**Desafios**
(a) Copie do texto sobre a tese de António Horta Osório o trecho que começa em “Antes da tertúlia, Marco” e termina em “2011 e 2015).”.
(b) Prossiga o texto sobre a tese de António Horta Osório a partir da última frase apresentada.

**Texto de leitura**
“Em dez anos seria possível dobrar o rendimento do país”?
“Em dez anos seria possível dobrar o rendimento do país”, é a grande tese-mensagem que António Horta Osório formulou, a 16 de dezembro de 2022, na tertúlia “Portugal e Europa”, que assinalou o início das comemorações do 158.º aniversário do Diário de Notícias (DN), vincando que Portugal, apesar de o ano de 2023 ser de “incerteza e dificuldade”, tem condições para fazer crescer a economia, pois há espaço para contornar as dificuldades. Basta “arregaçar as mangas e ter essa intenção”.
Eu ficaria satisfeito com esse postulado do ex-banqueiro, se não tivesse havido mais outros desenvolvimentos, na sessão que decorreu naquele dia, no Museu de Marinha, em Lisboa, que levantam fortes dúvidas em relação à sua validade prática.
Antes da tertúlia, Marco Galinha, diretor-executivo (chief executive officer – CEO) do Global Media Group, Rosália Amorim, diretora do jornal (DN) e Pedro Adão e Silva, ministro da Cultura, deram início à sessão perante uma plateia onde figuravam individualidades como Pedro Passos Coelho, ex-primeiro ministro, e Assunção Cristas (ministra da Agricultura, Mar, Ambiente e Ordenamento do Território, entre 2011 e 2013; e ministra da Agricultura e do Mar de Portugal, entre 2011 e 2015).
Marco Galinha enfatizou a importância de preservar o arquivo do DN e de contribuir para ele, que está parcialmente exposto ao público, na sala D. Luiz, até 28 de fevereiro de 2023. A diretora do DN relevou a importância da exposição: “Com uma história que já percorreu ditaduras, democracias, guerras e crises, acreditamos que não nos podemos resignar perante as dificuldades e [os] fatores com que não contávamos.” E Pedro Adão e Silva destacou a “responsabilidade que é ter um arquivo como o do DN”, que foi, neste ano, classificado como Tesouro Nacional. Isto porque, segundo defendeu, “se por acaso Portugal desaparecesse, seria possível reconstruir a história com base no arquivo”.
António Horta Osório firmou-se na experiência de líder na banca e, nos tempos mais recentes, de consultor de grandes empresas e de administrador de várias organizações empresariais, incluindo a Bial, para olhar à perspetiva externa dos desafios que Portugal enfrenta, sendo um dos principais, na sua ótica, a ambição que deve orientar a sociedade e o poder político na condução do destino económico do país. Não se trata de uma questão de capacidade, mas de vontade.

**Dados**
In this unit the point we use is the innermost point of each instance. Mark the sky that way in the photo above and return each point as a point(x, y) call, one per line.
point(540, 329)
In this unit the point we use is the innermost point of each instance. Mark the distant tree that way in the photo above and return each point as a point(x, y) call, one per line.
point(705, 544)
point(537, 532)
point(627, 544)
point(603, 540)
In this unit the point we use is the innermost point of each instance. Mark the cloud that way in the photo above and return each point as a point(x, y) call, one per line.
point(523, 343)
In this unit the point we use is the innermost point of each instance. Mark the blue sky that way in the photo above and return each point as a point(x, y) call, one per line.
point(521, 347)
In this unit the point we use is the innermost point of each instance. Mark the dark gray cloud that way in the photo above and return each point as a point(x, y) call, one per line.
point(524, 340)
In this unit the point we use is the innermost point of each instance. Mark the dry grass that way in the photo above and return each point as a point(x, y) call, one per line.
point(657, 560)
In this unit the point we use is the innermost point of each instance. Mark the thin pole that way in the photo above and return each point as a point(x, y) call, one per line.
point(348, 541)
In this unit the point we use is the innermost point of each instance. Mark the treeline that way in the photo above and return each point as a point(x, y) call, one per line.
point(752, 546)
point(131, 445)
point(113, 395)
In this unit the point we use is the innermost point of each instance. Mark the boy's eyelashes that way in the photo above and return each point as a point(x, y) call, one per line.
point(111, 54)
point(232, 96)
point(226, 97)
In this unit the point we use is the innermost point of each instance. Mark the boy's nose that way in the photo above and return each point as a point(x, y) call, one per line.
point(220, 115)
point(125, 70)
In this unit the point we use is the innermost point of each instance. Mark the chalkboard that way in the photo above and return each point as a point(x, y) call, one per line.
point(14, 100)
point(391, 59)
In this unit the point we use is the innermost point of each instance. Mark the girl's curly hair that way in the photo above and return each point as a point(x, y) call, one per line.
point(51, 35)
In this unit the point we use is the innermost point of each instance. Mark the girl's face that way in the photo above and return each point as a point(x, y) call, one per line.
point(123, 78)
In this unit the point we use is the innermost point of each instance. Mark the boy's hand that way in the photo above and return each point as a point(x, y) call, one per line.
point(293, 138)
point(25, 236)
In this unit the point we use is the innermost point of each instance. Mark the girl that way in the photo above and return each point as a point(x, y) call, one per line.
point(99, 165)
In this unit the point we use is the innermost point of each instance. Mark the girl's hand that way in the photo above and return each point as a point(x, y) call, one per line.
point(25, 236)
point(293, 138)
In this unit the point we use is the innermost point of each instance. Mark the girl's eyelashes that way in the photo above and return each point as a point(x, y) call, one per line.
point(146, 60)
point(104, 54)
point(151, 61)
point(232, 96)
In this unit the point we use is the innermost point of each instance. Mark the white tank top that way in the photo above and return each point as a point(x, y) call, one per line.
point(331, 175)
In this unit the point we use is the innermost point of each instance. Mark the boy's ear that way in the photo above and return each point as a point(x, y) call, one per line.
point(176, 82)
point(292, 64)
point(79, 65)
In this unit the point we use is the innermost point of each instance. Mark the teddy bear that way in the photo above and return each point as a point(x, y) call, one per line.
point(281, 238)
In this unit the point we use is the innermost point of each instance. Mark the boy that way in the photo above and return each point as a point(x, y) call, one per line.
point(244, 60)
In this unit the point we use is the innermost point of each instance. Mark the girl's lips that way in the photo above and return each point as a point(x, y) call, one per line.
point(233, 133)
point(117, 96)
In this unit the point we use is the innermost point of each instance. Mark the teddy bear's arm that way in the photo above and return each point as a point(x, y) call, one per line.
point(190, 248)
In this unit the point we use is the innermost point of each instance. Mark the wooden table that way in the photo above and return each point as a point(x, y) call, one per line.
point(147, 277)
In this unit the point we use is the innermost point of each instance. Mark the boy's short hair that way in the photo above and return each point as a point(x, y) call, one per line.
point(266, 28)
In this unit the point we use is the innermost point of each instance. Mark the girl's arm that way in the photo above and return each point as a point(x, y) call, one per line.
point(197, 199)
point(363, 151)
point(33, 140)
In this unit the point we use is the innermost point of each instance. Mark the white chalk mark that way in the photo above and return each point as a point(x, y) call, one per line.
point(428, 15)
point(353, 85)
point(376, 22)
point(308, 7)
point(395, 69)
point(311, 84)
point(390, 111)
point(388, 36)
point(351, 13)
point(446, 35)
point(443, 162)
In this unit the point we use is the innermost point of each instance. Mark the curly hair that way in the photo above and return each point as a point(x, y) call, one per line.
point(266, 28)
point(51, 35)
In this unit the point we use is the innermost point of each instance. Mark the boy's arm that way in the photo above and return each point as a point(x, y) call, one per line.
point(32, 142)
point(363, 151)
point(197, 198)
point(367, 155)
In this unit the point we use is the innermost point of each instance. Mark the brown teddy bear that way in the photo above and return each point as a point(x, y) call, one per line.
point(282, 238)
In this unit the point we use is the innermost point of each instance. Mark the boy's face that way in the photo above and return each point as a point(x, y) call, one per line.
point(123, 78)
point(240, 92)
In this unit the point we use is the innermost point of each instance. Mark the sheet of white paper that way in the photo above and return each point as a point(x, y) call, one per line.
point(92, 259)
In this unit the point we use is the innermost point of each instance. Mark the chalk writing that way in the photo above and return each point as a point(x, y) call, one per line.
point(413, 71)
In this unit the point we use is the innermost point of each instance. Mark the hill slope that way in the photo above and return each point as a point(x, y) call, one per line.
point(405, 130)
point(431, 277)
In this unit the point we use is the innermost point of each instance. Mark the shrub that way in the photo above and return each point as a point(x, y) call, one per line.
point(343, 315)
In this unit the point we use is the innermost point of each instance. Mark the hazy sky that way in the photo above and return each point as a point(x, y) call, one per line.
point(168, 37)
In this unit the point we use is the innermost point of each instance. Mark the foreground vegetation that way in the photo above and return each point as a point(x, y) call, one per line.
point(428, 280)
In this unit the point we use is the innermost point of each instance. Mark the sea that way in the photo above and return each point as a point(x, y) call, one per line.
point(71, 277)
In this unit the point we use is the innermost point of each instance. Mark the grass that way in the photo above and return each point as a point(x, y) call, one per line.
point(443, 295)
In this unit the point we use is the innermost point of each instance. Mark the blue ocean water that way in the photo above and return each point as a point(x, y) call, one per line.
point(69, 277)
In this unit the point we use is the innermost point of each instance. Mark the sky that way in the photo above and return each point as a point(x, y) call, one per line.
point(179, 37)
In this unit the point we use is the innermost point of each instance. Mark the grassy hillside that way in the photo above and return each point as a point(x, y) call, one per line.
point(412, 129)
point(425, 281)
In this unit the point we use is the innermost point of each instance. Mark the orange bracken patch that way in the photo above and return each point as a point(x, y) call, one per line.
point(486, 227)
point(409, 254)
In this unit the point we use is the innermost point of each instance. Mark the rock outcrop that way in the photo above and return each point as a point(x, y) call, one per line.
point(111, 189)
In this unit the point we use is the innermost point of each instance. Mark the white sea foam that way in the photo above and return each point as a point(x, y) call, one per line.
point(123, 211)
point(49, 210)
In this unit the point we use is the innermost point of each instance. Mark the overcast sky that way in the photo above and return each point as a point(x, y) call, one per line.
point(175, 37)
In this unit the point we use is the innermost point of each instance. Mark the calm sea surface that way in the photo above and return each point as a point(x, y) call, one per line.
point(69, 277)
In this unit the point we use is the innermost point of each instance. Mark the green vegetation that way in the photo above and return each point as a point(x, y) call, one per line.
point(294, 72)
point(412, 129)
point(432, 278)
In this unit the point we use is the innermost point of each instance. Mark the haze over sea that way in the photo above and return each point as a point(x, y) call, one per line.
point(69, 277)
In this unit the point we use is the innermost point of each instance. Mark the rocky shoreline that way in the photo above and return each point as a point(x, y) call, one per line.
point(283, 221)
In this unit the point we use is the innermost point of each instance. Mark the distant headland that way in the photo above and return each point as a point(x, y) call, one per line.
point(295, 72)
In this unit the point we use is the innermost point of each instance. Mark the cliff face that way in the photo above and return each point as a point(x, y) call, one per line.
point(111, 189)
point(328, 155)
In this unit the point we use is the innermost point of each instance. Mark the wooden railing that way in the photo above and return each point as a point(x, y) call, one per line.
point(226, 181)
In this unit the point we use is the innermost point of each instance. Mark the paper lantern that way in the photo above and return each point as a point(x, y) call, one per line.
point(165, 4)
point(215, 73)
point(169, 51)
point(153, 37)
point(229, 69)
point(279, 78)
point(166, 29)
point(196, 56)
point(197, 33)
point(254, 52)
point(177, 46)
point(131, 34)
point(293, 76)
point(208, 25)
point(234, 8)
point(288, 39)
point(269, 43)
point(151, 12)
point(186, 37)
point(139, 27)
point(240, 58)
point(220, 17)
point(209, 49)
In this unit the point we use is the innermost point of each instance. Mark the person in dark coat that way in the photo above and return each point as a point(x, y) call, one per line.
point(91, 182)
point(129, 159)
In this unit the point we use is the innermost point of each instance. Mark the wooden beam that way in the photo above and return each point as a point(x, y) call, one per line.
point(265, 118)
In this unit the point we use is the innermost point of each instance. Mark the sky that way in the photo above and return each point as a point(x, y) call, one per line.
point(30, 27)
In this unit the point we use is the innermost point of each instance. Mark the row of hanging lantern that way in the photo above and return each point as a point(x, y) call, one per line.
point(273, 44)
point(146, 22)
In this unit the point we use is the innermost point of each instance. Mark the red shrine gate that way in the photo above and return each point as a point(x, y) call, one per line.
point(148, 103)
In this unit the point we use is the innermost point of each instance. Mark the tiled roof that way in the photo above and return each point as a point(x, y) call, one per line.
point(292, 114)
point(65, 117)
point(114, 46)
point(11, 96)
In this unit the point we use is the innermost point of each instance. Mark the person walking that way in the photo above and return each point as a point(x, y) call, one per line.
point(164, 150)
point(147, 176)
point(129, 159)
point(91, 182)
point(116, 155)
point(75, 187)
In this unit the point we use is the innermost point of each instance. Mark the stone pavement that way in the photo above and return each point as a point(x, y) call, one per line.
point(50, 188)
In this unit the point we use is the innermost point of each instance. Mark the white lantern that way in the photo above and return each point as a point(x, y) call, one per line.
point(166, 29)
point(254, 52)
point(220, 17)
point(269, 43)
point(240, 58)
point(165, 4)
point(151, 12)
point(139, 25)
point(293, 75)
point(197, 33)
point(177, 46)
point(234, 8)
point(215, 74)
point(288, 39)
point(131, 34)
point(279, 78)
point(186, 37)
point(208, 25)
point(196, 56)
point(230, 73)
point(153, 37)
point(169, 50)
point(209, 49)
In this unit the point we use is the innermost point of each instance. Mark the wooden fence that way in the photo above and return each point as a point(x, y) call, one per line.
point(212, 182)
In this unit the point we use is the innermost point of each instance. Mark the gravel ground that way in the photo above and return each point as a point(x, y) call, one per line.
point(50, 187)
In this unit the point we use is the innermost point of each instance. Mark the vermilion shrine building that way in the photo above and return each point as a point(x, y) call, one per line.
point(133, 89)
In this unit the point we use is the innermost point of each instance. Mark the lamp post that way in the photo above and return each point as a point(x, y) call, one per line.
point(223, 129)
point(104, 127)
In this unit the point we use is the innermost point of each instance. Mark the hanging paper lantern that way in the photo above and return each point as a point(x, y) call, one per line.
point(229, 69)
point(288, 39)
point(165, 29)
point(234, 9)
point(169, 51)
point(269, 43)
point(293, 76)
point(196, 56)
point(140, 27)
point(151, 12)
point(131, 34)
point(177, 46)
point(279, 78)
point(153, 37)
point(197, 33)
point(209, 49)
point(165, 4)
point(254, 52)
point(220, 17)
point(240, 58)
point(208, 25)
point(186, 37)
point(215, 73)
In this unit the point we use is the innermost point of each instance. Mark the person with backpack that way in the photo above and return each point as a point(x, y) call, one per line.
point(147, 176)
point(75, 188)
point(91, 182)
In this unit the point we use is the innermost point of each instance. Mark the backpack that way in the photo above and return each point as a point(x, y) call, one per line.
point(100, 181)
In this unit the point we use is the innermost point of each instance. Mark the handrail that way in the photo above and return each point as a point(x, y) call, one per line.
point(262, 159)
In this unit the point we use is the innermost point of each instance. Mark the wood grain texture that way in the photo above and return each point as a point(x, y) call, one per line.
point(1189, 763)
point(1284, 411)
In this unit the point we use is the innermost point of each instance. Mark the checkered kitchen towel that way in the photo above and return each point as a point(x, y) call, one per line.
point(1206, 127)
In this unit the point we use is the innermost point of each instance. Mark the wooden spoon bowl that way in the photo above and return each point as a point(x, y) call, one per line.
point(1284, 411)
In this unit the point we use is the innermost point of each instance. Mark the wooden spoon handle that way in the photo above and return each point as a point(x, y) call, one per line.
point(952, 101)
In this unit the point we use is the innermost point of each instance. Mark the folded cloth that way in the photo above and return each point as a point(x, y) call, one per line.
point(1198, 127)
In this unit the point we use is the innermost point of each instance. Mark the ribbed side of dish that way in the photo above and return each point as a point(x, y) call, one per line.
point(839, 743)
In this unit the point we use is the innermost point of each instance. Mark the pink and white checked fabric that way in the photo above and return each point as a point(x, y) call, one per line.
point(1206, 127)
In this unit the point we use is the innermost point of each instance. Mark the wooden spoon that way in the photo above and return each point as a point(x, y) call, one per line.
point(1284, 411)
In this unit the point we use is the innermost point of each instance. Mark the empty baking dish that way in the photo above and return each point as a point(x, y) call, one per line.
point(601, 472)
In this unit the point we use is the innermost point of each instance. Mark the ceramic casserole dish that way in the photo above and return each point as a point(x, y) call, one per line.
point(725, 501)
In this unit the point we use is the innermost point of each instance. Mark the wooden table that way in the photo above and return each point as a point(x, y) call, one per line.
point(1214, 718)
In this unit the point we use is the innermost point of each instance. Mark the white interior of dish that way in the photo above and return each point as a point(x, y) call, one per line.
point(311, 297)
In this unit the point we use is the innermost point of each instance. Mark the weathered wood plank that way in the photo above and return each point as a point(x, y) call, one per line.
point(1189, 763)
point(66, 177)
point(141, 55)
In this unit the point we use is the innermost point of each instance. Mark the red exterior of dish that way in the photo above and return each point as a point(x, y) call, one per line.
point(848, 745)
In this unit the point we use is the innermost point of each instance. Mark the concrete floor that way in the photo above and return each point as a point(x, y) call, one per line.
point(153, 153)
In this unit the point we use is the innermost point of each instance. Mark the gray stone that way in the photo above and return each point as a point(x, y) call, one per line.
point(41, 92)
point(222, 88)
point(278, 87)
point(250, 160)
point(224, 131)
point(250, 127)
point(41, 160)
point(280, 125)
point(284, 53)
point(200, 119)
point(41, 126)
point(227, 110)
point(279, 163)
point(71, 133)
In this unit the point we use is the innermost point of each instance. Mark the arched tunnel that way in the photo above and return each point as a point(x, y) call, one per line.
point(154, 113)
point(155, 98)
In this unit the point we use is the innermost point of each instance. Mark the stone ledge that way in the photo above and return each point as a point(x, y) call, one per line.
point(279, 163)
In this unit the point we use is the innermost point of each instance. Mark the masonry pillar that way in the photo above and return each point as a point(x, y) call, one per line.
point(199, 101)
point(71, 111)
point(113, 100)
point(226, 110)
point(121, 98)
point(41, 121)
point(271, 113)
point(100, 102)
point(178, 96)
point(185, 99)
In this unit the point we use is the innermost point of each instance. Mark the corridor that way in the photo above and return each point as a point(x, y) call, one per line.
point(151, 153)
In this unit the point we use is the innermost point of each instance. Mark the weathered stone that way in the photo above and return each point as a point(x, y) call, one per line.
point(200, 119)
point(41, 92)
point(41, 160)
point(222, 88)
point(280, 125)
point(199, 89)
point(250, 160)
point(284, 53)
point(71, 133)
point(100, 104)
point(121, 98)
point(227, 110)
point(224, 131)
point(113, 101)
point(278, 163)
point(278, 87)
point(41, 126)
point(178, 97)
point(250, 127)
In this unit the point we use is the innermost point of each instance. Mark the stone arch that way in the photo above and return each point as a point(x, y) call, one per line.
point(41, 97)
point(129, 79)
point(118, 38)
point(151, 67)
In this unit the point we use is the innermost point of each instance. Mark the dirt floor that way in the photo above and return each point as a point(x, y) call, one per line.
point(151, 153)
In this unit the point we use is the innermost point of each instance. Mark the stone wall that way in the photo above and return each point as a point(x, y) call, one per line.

**Respostas**
(a)
Antes da tertúlia, Marco Galinha, diretor-executivo (chief executive officer – CEO) do Global Media Group, Rosália Amorim, diretora do jornal (DN) e Pedro Adão e Silva, ministro da Cultura, deram início à sessão perante uma plateia onde figuravam individualidades como Pedro Passos Coelho, ex-primeiro ministro, e Assunção Cristas (ministra da Agricultura, Mar, Ambiente e Ordenamento do Território, entre 2011 e 2013; e ministra da Agricultura e do Mar de Portugal, entre 2011 e 2015).

(b)
O ex-banqueiro não duvida de que seria possível alavancar a dinâmica económica e “dobrar o rendimento do país” em dez anos. Porém, sustenta a necessidade de deixar de lado as questões partidárias e de definir o rumo a seguir, com consensos prolongados no tempo. E, mais do que isto, impõe-se a aposta forte na inovação, com mais apoios públicos, que devem ser dirigidos, prioritariamente, à inovação. Ou seja, Horta Osório bate na tecla neoliberal: acredita num futuro do país com menos Estado, mas mais dinheiro público disponível para o setor privado, que julga ser o motor do crescimento. Sublinha o inefável perito: “Acredito que o setor privado e as pessoas terem mais dinheiro nos seus bolsos é aquilo que, a prazo, produz mais riqueza.”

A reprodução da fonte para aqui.